▶ YOUR OBJECTIVE: Repeat exactly the lines beginning at the one that contains "Would you please locate the smiling" and running to the end of the material. Omit the pictures.

[Position identification records]
↓

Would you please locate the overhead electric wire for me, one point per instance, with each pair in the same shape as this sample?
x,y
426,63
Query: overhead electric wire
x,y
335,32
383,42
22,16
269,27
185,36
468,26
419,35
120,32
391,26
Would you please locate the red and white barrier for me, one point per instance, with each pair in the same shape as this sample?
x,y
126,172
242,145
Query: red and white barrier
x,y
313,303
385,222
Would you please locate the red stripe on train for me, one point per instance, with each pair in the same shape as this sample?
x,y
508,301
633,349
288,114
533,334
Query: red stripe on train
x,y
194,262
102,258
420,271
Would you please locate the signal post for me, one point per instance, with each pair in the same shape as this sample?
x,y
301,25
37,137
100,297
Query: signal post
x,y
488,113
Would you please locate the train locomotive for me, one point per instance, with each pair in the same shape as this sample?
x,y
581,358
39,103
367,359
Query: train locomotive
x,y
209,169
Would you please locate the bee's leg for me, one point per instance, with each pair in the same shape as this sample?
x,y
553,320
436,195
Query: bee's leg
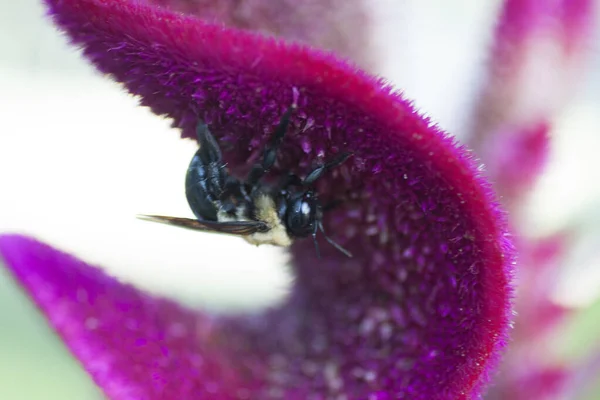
x,y
270,152
289,180
317,172
331,205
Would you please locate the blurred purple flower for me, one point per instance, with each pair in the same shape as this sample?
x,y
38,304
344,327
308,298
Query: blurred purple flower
x,y
536,62
423,309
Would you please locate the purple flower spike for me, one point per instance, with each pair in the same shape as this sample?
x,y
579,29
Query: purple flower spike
x,y
340,25
536,61
421,311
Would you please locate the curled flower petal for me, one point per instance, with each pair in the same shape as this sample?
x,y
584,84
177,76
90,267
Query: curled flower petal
x,y
423,308
340,25
515,158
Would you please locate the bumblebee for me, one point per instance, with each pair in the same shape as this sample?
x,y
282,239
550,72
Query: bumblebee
x,y
259,213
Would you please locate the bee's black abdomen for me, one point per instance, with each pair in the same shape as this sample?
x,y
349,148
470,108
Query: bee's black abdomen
x,y
206,176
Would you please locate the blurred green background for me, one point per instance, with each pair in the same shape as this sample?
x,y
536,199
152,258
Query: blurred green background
x,y
59,115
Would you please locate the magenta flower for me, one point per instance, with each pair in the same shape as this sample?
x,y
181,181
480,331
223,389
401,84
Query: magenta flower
x,y
421,311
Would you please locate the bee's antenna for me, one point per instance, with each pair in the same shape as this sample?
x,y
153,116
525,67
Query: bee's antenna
x,y
331,242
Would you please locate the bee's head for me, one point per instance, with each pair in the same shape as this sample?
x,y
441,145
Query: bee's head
x,y
303,214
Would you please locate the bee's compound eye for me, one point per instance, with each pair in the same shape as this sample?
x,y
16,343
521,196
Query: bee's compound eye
x,y
301,215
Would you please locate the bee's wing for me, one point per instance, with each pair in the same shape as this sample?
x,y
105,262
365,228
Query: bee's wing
x,y
239,228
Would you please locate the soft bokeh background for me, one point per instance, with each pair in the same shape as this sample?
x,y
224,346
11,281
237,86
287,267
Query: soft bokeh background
x,y
79,159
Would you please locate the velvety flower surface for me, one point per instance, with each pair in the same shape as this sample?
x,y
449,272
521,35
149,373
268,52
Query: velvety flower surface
x,y
340,25
422,309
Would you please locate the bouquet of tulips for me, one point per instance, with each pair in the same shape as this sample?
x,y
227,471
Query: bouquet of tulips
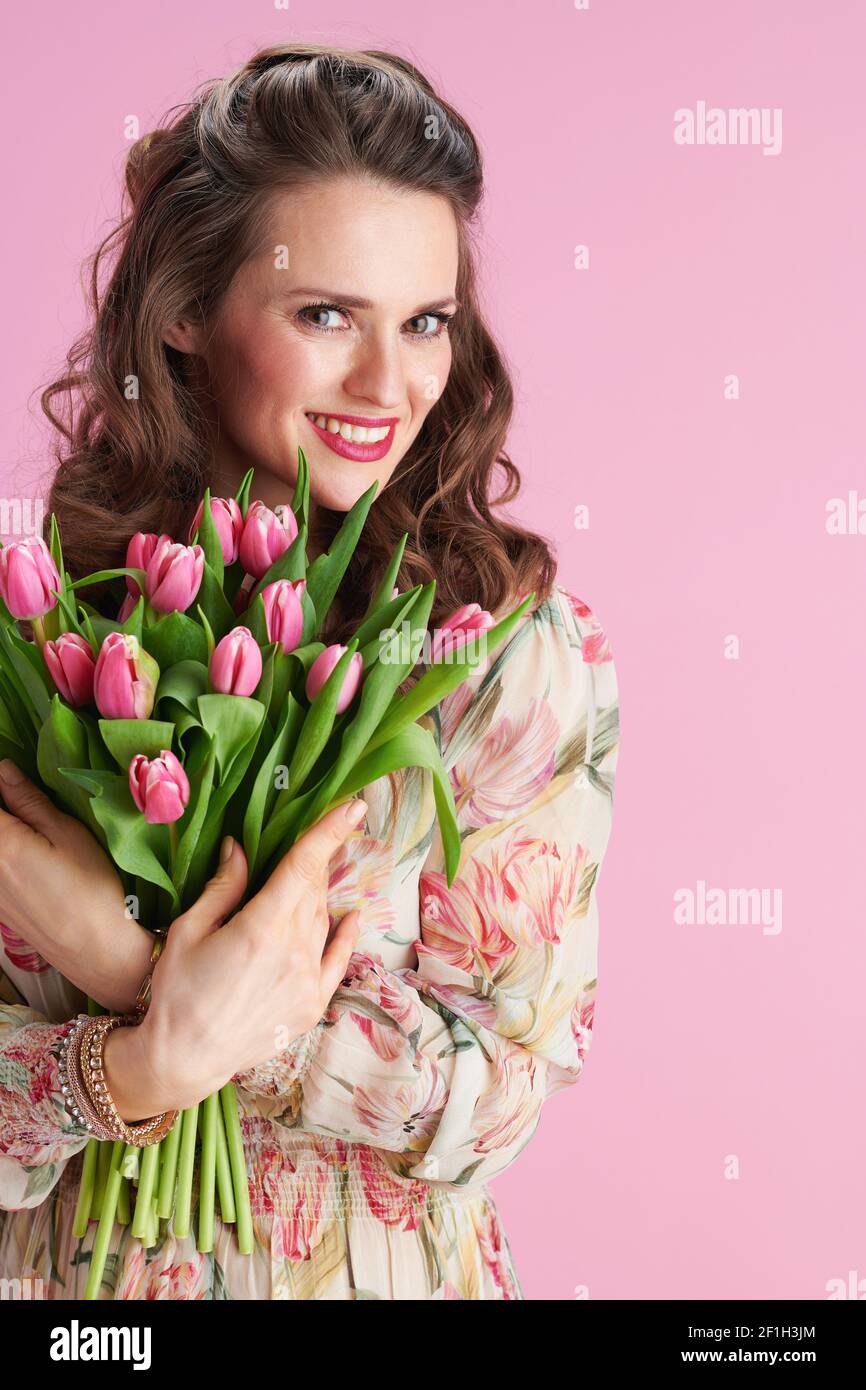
x,y
209,706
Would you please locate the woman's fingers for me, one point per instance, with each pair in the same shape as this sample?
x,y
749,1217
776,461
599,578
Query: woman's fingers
x,y
306,862
221,895
335,957
31,805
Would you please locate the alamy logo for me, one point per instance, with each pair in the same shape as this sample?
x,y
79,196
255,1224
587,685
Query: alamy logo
x,y
77,1343
729,906
738,125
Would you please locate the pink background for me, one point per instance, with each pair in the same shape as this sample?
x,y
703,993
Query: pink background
x,y
708,517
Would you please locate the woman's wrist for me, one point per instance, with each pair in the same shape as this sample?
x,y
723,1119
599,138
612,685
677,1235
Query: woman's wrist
x,y
136,1084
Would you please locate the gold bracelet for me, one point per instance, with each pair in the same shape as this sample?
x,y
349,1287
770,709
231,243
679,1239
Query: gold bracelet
x,y
77,1100
92,1073
142,998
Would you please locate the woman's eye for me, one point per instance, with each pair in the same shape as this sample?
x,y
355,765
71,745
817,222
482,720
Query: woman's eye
x,y
319,314
428,319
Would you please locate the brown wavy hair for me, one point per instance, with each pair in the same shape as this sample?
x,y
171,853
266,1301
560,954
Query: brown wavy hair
x,y
196,188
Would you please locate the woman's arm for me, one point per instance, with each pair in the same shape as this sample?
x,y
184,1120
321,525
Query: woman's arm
x,y
61,897
36,1134
446,1065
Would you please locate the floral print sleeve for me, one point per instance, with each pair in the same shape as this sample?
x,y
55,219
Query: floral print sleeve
x,y
36,1134
444,1065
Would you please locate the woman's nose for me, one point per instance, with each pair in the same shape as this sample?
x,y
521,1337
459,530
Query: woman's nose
x,y
377,373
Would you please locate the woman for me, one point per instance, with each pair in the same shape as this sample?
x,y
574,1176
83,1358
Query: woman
x,y
296,263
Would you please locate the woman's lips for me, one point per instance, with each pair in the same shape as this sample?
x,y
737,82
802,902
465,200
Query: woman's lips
x,y
360,452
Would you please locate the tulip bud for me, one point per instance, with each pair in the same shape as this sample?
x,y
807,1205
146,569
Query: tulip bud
x,y
139,552
284,612
321,669
27,576
228,523
464,624
125,679
264,537
71,666
128,606
235,666
160,787
174,576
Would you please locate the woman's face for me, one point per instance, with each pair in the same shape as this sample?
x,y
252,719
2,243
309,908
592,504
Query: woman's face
x,y
285,371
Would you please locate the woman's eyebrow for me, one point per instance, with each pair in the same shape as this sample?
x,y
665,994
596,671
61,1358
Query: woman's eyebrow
x,y
355,302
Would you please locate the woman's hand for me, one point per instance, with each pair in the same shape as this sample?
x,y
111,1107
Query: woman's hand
x,y
63,895
228,997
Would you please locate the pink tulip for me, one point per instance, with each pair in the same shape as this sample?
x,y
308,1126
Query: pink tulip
x,y
27,576
139,553
323,666
125,679
284,613
228,523
266,535
235,666
455,631
71,666
160,787
174,576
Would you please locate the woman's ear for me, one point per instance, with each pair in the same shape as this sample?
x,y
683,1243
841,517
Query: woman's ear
x,y
182,335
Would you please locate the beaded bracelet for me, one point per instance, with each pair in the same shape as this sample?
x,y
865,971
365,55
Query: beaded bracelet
x,y
86,1096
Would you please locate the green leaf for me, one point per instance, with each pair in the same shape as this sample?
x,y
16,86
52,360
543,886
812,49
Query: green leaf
x,y
387,616
99,576
291,565
92,780
63,742
216,608
135,623
377,691
389,578
438,681
127,737
231,722
175,638
300,498
414,747
242,495
209,538
328,569
134,843
264,791
189,827
310,742
184,681
25,666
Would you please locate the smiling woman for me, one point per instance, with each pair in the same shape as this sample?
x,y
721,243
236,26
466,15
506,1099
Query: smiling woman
x,y
288,366
371,1136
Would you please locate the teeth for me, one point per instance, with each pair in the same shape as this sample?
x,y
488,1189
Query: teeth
x,y
356,434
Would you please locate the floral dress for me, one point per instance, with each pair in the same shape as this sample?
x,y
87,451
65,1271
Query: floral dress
x,y
371,1140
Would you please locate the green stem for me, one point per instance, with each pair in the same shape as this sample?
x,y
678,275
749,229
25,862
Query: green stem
x,y
148,1172
228,1212
207,1172
171,1146
238,1161
185,1172
103,1164
173,847
85,1193
106,1219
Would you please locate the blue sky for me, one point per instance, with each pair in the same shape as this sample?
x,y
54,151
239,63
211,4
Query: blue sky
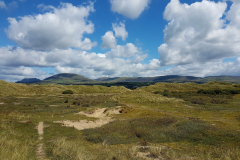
x,y
115,38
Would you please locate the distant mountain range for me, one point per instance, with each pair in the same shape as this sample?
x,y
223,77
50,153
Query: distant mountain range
x,y
69,78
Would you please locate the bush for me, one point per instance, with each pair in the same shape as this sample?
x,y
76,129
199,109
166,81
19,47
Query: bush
x,y
67,92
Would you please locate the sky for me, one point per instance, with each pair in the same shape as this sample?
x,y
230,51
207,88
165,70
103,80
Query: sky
x,y
119,38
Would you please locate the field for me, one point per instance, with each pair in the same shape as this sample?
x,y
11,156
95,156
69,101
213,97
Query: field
x,y
186,121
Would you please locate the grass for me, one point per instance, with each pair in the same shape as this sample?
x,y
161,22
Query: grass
x,y
173,120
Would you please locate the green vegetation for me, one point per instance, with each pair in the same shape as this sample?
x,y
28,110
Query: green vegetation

↑

▶ COMPLETE RESPONSE:
Would you please locate the smiling woman for me, one point per instance, with each pair in the same shape as this sample?
x,y
721,243
236,26
466,15
506,1099
Query: smiling woman
x,y
288,366
371,1136
Would you please locate the teeth for me, one point per instance, with each pair in the same shape as this sample?
x,y
488,1189
Query: teeth
x,y
356,434
Would you please locate the floral dress for me, one point per instance, with each pair in the same shape as this sample?
x,y
87,451
65,1271
Query: floral dress
x,y
371,1140
Would you please locate the green stem for me, one point per instance, with each pair in the same shape as this sample?
x,y
678,275
749,229
25,862
Query: green stem
x,y
148,1172
228,1212
207,1172
171,1146
238,1161
185,1172
103,1164
173,847
85,1193
106,1219
Would you please locate the blue sky for me, one point per instance, with each pair in the same shape as this sample?
x,y
54,151
239,63
211,4
Query: blue sky
x,y
115,38
Would you please locate the distant mountain range for me, one point per instance, with each pair in the same shape as this sample?
x,y
223,77
50,153
Query: distant mountain range
x,y
69,78
Would you please locate the bush for me, one point per instance, with each pair in the same shape as this sample?
x,y
76,129
199,109
166,81
19,47
Query: bush
x,y
67,92
Would you please locate the sky for me, one point per instance, with each pair in the same shape as this sample?
x,y
230,51
207,88
165,70
103,80
Query: sky
x,y
119,38
Would you please locate the field for me, one point per instance, with each pair in the same shape as this sample?
x,y
11,156
95,156
69,101
213,97
Query: field
x,y
186,121
Would you please locate the grass for me, one point per instance, with each pair in the same shape as this sample?
x,y
161,22
Query: grass
x,y
173,120
Would you please locate the green vegetation for me, one point per instance, with each pair in the same shape as this sample?
x,y
28,110
Query: green vegetation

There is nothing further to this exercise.